Your instructions
Please return the full listing below without altering anything.

##### Given data

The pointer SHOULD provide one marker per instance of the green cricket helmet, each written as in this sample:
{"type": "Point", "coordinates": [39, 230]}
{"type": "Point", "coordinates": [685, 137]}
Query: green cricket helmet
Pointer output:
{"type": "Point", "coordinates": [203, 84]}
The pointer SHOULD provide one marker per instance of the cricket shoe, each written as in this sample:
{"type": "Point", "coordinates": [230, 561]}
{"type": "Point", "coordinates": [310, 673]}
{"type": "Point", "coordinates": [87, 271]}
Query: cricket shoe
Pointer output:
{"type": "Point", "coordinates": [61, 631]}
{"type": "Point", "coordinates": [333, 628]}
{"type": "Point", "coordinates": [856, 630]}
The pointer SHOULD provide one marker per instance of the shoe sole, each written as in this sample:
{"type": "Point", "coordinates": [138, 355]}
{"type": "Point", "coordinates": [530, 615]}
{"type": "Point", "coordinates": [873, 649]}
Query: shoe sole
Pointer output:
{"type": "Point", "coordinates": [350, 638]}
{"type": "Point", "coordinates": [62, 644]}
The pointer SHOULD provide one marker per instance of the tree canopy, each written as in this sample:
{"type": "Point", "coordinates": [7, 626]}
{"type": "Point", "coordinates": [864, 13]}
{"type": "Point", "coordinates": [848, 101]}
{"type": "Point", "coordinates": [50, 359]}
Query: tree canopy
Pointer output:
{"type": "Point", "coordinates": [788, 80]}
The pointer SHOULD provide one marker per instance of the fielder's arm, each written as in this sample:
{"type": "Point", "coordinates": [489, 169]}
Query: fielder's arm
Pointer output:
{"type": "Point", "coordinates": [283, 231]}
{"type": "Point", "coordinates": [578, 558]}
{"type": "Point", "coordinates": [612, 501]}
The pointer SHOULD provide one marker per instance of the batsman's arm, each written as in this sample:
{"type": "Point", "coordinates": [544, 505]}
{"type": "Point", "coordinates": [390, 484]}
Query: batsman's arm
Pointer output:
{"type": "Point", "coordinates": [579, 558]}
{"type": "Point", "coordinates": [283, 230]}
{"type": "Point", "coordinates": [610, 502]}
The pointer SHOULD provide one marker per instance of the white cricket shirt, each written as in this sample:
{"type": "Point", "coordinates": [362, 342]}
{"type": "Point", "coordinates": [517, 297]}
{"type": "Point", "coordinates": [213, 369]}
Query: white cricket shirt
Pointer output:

##########

Answer to the task
The pointer SHOULD provide one marker per instance of the green cricket helmet, each written as in this sample:
{"type": "Point", "coordinates": [39, 230]}
{"type": "Point", "coordinates": [685, 137]}
Query: green cricket helmet
Pointer output:
{"type": "Point", "coordinates": [203, 84]}
The pointer SHOULD provide one marker per instance of the cricket shoe, each written as in this sample:
{"type": "Point", "coordinates": [230, 561]}
{"type": "Point", "coordinates": [310, 673]}
{"type": "Point", "coordinates": [87, 271]}
Query: cricket shoe
Pointer output:
{"type": "Point", "coordinates": [61, 631]}
{"type": "Point", "coordinates": [333, 628]}
{"type": "Point", "coordinates": [856, 630]}
The pointer SHOULD provide one marker per instance of the shoe sole, each written as in this sample:
{"type": "Point", "coordinates": [138, 355]}
{"type": "Point", "coordinates": [530, 615]}
{"type": "Point", "coordinates": [873, 649]}
Query: shoe sole
Pointer output:
{"type": "Point", "coordinates": [350, 638]}
{"type": "Point", "coordinates": [62, 644]}
The pointer SHOULD provide one marker per instance of the tree canopy, each written as in this sample:
{"type": "Point", "coordinates": [7, 626]}
{"type": "Point", "coordinates": [864, 13]}
{"type": "Point", "coordinates": [848, 101]}
{"type": "Point", "coordinates": [50, 359]}
Query: tree canopy
Pointer output:
{"type": "Point", "coordinates": [788, 80]}
The pointer SHOULD provide one marker per instance of the fielder's arm, each written as in this sample:
{"type": "Point", "coordinates": [489, 169]}
Query: fielder's arm
Pointer output:
{"type": "Point", "coordinates": [283, 231]}
{"type": "Point", "coordinates": [578, 558]}
{"type": "Point", "coordinates": [612, 501]}
The pointer SHOULD provide one marker per instance of the batsman's arm, each written as in this sample:
{"type": "Point", "coordinates": [544, 505]}
{"type": "Point", "coordinates": [390, 484]}
Query: batsman's arm
Pointer output:
{"type": "Point", "coordinates": [579, 558]}
{"type": "Point", "coordinates": [283, 230]}
{"type": "Point", "coordinates": [610, 502]}
The pointer SHOULD provide one marker per instance of the white cricket shirt, each written as in this sample:
{"type": "Point", "coordinates": [362, 342]}
{"type": "Point", "coordinates": [517, 297]}
{"type": "Point", "coordinates": [213, 369]}
Query: white cricket shirt
Pointer output:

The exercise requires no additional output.